--- Begin Recorded information ---
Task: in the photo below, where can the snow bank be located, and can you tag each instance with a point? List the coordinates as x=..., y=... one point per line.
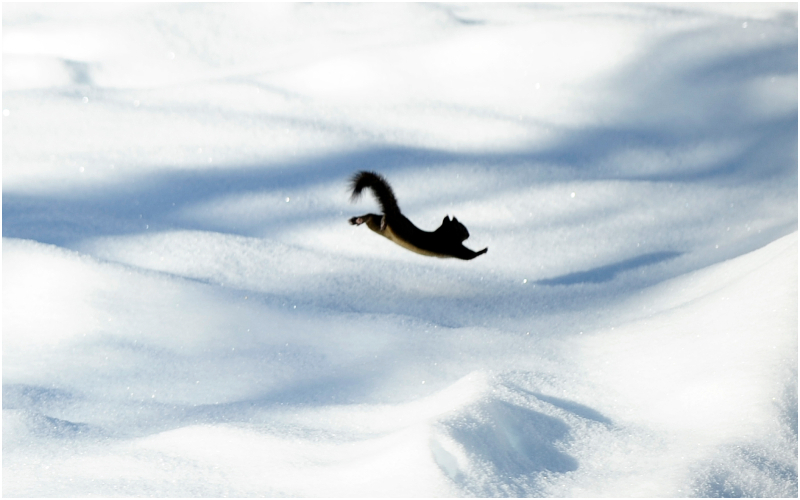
--- End Recorded information ---
--- Begin Recorded information ---
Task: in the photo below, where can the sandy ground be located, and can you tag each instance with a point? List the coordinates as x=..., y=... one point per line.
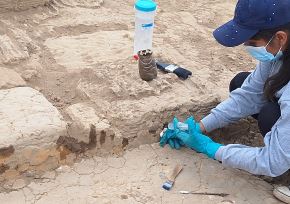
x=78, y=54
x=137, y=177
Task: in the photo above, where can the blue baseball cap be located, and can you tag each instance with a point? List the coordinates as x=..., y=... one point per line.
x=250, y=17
--- End Recorded information ---
--- Begin Recorded information ---
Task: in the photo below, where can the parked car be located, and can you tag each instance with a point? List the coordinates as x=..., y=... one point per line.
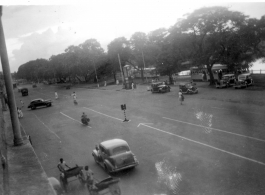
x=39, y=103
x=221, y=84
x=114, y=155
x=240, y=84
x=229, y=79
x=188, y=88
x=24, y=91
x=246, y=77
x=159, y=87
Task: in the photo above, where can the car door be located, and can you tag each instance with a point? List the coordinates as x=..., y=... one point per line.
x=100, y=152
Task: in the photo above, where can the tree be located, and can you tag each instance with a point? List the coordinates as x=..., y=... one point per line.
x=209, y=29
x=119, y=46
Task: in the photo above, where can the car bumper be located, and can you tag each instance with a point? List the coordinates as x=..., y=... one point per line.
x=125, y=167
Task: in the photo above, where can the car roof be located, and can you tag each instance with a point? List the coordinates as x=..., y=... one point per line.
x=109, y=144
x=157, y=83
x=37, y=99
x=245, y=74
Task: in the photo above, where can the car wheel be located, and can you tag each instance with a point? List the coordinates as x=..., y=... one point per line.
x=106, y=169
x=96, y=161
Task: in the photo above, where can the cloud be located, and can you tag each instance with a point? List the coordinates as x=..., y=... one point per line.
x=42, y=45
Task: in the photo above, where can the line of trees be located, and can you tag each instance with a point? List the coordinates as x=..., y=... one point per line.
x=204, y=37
--- End Recorded information ---
> **What is being asked**: Update the lines starting with the one that contains "Task: in the photo above, where can the cloud" and going on through the one that contains "x=204, y=37", replacing "line of trees" with "row of trees" and leaving everything else unchanged. Return only those lines.

> **Solution to this exercise**:
Task: in the photo above, where can the cloud be located, and can you tag each instance with a point? List the coordinates as x=..., y=... one point per line.
x=42, y=45
Task: in the photo above, where can the row of trees be located, and can you tag each instance with a point? List the coordinates as x=..., y=... one point per line.
x=204, y=37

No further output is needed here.